*Task brief*: Scan the records for the word "adult". Report each line where it occurs.

*Data to process*:
=== Section Start ===
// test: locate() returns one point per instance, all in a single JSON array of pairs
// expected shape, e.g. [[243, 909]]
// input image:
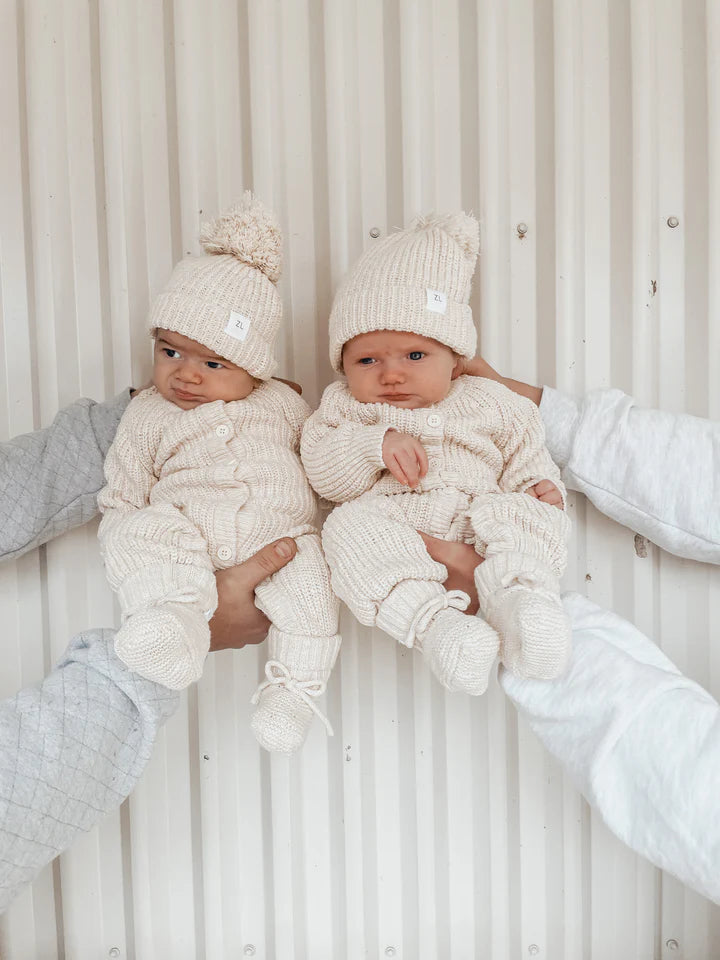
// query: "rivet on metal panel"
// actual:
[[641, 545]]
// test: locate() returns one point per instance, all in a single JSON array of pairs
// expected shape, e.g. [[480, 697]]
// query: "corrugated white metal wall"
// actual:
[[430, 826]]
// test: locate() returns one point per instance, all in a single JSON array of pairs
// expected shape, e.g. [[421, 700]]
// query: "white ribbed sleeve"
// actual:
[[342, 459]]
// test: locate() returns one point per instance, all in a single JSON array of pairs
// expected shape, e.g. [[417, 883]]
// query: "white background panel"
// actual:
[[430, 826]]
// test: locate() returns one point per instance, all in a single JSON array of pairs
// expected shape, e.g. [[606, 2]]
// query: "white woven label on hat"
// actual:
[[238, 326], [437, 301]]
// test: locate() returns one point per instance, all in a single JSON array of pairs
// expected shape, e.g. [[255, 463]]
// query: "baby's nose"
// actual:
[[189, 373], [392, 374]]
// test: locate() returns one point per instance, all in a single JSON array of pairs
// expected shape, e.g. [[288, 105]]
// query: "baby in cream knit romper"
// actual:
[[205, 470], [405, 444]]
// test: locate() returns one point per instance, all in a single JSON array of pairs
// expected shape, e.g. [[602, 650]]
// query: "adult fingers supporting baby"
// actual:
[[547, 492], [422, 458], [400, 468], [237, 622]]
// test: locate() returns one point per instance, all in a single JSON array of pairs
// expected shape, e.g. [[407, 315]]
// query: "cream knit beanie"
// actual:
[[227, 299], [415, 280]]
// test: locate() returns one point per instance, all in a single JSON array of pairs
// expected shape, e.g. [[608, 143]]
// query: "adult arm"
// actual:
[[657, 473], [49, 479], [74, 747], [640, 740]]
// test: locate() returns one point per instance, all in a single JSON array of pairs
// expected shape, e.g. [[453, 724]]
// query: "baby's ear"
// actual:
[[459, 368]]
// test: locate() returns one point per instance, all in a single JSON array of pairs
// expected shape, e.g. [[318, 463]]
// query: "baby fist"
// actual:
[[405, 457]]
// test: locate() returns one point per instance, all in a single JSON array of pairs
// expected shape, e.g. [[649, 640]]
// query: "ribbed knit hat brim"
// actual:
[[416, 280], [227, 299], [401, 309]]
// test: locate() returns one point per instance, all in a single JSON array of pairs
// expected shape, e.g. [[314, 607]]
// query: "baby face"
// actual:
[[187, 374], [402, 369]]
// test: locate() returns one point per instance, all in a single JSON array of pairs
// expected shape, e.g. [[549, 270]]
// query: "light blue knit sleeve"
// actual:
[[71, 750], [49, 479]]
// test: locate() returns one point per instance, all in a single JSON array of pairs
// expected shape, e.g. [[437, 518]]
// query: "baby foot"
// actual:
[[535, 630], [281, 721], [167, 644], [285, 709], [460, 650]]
=== Section End ===
*Written solution*:
// query: "adult fingers supporting baby"
// query: "adult arm"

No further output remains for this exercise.